TASK REQUIREMENTS | Count each line below that has the word "point" in it, and give only the total.

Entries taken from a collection

★ ★ ★

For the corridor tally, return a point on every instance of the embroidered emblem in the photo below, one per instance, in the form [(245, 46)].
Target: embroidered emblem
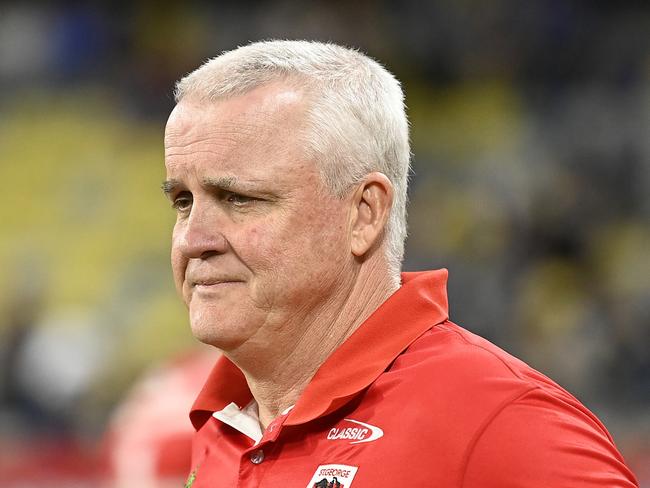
[(333, 476), (190, 479), (358, 433)]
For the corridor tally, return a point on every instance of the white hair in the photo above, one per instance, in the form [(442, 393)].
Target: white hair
[(356, 117)]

★ ★ ★

PROBLEM SOLUTION | 2